[Challenge]: Pick out every line in the listing below that contains the word "black" and reproduce each such line in full.
--- start ---
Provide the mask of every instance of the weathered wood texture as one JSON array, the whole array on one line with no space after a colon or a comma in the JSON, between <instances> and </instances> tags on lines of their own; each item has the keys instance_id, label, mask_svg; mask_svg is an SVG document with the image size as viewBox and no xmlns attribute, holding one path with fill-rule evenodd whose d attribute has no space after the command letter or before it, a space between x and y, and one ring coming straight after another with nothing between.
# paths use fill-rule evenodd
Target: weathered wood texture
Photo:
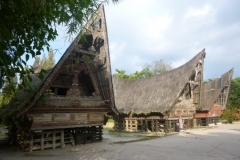
<instances>
[{"instance_id":1,"label":"weathered wood texture","mask_svg":"<svg viewBox=\"0 0 240 160\"><path fill-rule=\"evenodd\" d=\"M104 125L106 113L52 113L29 114L31 130L76 128L91 125Z\"/></svg>"},{"instance_id":2,"label":"weathered wood texture","mask_svg":"<svg viewBox=\"0 0 240 160\"><path fill-rule=\"evenodd\" d=\"M55 149L56 147L64 148L65 144L75 146L72 133L68 130L45 130L40 132L32 132L29 140L25 141L26 151L45 150L47 148Z\"/></svg>"}]
</instances>

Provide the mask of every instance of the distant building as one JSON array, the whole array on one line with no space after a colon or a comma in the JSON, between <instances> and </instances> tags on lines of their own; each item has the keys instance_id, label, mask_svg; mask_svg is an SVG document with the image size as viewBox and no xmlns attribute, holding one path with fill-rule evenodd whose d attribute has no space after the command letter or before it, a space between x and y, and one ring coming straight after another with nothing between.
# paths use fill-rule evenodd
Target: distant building
<instances>
[{"instance_id":1,"label":"distant building","mask_svg":"<svg viewBox=\"0 0 240 160\"><path fill-rule=\"evenodd\" d=\"M163 74L126 80L113 76L116 108L115 129L172 132L181 116L185 128L193 126L201 108L205 51L186 64Z\"/></svg>"}]
</instances>

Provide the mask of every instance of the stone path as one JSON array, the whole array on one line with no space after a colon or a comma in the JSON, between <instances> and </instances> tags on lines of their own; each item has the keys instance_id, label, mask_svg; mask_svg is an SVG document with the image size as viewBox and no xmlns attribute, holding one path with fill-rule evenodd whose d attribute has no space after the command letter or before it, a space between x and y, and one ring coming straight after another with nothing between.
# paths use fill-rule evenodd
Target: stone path
<instances>
[{"instance_id":1,"label":"stone path","mask_svg":"<svg viewBox=\"0 0 240 160\"><path fill-rule=\"evenodd\" d=\"M67 146L64 149L19 151L0 146L0 160L239 160L240 123L223 124L217 128L193 129L170 136L141 141L141 137L127 134L104 135L100 143ZM139 140L137 142L132 142ZM116 143L116 142L129 143Z\"/></svg>"}]
</instances>

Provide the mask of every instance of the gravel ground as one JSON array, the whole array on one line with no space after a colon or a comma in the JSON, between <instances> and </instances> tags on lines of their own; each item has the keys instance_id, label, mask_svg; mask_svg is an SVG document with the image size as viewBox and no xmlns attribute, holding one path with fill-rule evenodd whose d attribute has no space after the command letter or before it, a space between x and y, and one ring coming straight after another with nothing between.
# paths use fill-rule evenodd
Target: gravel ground
<instances>
[{"instance_id":1,"label":"gravel ground","mask_svg":"<svg viewBox=\"0 0 240 160\"><path fill-rule=\"evenodd\" d=\"M240 123L187 130L169 136L104 131L99 143L24 152L0 144L0 160L240 160Z\"/></svg>"}]
</instances>

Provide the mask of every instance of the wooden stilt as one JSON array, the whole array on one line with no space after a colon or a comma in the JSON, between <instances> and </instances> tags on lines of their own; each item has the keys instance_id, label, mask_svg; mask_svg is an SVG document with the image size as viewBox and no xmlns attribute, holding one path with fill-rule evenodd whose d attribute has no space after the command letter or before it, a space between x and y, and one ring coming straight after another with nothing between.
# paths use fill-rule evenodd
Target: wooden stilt
<instances>
[{"instance_id":1,"label":"wooden stilt","mask_svg":"<svg viewBox=\"0 0 240 160\"><path fill-rule=\"evenodd\" d=\"M44 150L44 132L41 133L41 150Z\"/></svg>"},{"instance_id":2,"label":"wooden stilt","mask_svg":"<svg viewBox=\"0 0 240 160\"><path fill-rule=\"evenodd\" d=\"M33 134L30 134L29 152L33 150Z\"/></svg>"},{"instance_id":3,"label":"wooden stilt","mask_svg":"<svg viewBox=\"0 0 240 160\"><path fill-rule=\"evenodd\" d=\"M56 132L53 130L52 132L52 149L56 148Z\"/></svg>"},{"instance_id":4,"label":"wooden stilt","mask_svg":"<svg viewBox=\"0 0 240 160\"><path fill-rule=\"evenodd\" d=\"M145 120L146 132L148 131L148 120Z\"/></svg>"},{"instance_id":5,"label":"wooden stilt","mask_svg":"<svg viewBox=\"0 0 240 160\"><path fill-rule=\"evenodd\" d=\"M65 144L64 144L64 130L63 129L61 129L60 137L61 137L61 148L64 148Z\"/></svg>"},{"instance_id":6,"label":"wooden stilt","mask_svg":"<svg viewBox=\"0 0 240 160\"><path fill-rule=\"evenodd\" d=\"M155 126L156 126L156 132L159 132L159 128L158 128L158 120L155 120Z\"/></svg>"},{"instance_id":7,"label":"wooden stilt","mask_svg":"<svg viewBox=\"0 0 240 160\"><path fill-rule=\"evenodd\" d=\"M143 121L142 119L140 120L140 123L141 123L141 132L143 131Z\"/></svg>"}]
</instances>

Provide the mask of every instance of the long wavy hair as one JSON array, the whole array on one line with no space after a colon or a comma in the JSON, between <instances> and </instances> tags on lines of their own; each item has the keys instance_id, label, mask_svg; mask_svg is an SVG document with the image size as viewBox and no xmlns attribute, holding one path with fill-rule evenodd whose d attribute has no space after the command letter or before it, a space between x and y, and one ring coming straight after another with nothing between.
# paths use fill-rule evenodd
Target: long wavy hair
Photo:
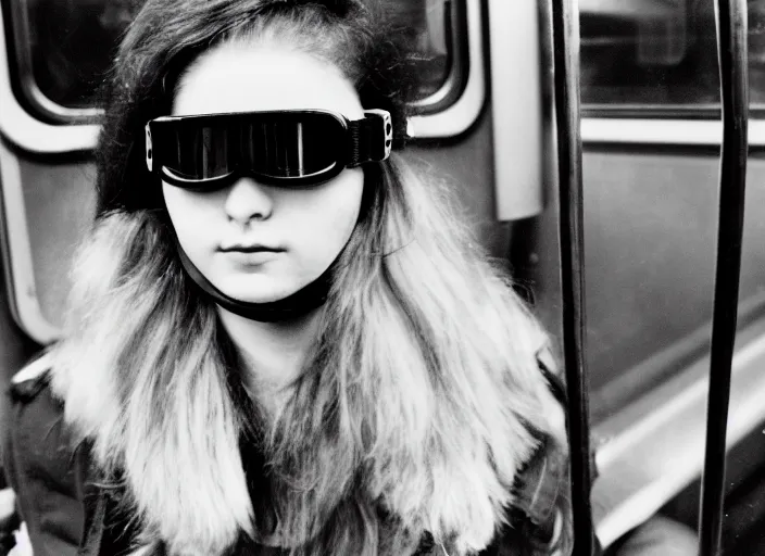
<instances>
[{"instance_id":1,"label":"long wavy hair","mask_svg":"<svg viewBox=\"0 0 765 556\"><path fill-rule=\"evenodd\" d=\"M427 532L473 554L523 505L518 477L540 439L563 451L536 358L547 336L449 188L396 153L365 168L321 332L268 419L183 271L142 128L171 112L184 68L227 40L286 41L336 64L401 138L407 65L387 30L352 0L149 0L123 41L53 389L104 478L122 481L145 545L398 556Z\"/></svg>"}]
</instances>

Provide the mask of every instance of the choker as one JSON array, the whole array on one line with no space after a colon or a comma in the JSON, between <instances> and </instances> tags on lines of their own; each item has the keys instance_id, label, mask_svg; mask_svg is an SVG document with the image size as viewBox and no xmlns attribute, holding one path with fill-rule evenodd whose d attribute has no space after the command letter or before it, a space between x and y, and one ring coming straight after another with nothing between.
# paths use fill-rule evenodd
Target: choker
<instances>
[{"instance_id":1,"label":"choker","mask_svg":"<svg viewBox=\"0 0 765 556\"><path fill-rule=\"evenodd\" d=\"M180 244L176 242L176 247L184 270L186 270L186 274L197 287L202 290L203 294L226 311L260 323L292 320L321 307L327 301L331 275L337 262L336 258L318 278L287 298L267 303L252 303L236 300L215 288L195 266Z\"/></svg>"}]
</instances>

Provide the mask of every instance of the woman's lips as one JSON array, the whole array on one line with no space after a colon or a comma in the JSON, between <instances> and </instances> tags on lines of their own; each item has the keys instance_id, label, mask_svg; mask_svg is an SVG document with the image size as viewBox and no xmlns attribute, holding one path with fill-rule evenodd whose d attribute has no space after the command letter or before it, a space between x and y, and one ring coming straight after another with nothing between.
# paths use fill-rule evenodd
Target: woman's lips
<instances>
[{"instance_id":1,"label":"woman's lips","mask_svg":"<svg viewBox=\"0 0 765 556\"><path fill-rule=\"evenodd\" d=\"M222 245L221 251L224 253L279 253L284 251L280 248L272 248L268 245L261 245L258 243L253 244L233 244L233 245Z\"/></svg>"},{"instance_id":2,"label":"woman's lips","mask_svg":"<svg viewBox=\"0 0 765 556\"><path fill-rule=\"evenodd\" d=\"M284 249L266 245L229 245L221 248L221 252L235 265L241 267L256 267L274 261L283 253Z\"/></svg>"}]
</instances>

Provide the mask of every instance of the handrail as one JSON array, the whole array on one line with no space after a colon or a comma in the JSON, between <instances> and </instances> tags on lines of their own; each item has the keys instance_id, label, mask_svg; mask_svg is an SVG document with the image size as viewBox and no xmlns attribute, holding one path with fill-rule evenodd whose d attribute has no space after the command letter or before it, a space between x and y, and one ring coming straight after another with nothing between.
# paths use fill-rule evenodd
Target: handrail
<instances>
[{"instance_id":1,"label":"handrail","mask_svg":"<svg viewBox=\"0 0 765 556\"><path fill-rule=\"evenodd\" d=\"M723 144L706 448L699 517L700 556L720 554L723 534L726 427L736 342L747 182L747 1L715 0L715 22L723 106Z\"/></svg>"},{"instance_id":2,"label":"handrail","mask_svg":"<svg viewBox=\"0 0 765 556\"><path fill-rule=\"evenodd\" d=\"M553 0L553 62L560 190L563 357L568 391L574 554L594 548L590 504L589 384L585 363L585 239L579 128L579 11L577 0Z\"/></svg>"}]
</instances>

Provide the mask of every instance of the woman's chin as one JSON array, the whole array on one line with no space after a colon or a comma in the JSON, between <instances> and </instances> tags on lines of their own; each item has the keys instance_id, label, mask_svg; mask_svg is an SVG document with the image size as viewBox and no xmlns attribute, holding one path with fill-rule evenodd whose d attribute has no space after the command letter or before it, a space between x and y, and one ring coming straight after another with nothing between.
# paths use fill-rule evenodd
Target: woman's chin
<instances>
[{"instance_id":1,"label":"woman's chin","mask_svg":"<svg viewBox=\"0 0 765 556\"><path fill-rule=\"evenodd\" d=\"M297 291L297 289L285 288L284 282L264 282L265 280L248 277L247 279L225 280L221 286L216 285L216 287L229 298L243 303L272 303L288 298Z\"/></svg>"}]
</instances>

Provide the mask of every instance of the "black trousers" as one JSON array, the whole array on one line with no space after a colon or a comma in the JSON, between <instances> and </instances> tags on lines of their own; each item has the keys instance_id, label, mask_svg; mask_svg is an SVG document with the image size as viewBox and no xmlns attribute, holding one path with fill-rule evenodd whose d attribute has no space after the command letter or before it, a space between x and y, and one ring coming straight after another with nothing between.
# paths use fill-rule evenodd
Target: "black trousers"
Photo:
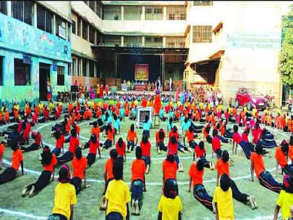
--- end ---
[Expected output]:
Provide the mask of every instance of the "black trousers" as one JSON array, the whole array on one line with no space after a colon or a comma in the JSON, between <instances> and </instances> tags on lines of their own; each item has the keys instance_id, label, mask_svg; mask_svg is an SVG document with the image size as viewBox and no xmlns attribute, holding one path with fill-rule evenodd whose d attribute has no space after the command letter or before it, a space between x and y, and one ring coming straight after another with nothing between.
Target: "black trousers"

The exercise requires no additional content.